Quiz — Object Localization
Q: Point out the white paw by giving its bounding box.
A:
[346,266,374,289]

==

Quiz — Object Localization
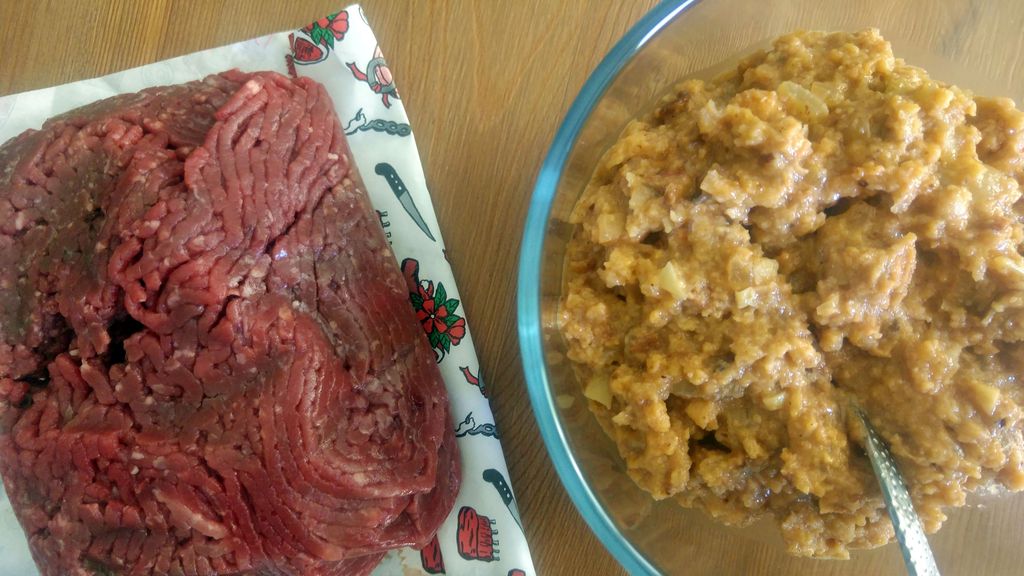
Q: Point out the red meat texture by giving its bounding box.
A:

Written request: Collect every line of the listing above that contains the word "giving". Letter case must match.

The answer:
Q: Point out the white paw by giving its bounding box.
Q: Point out the red meat texture by giving its bounding box.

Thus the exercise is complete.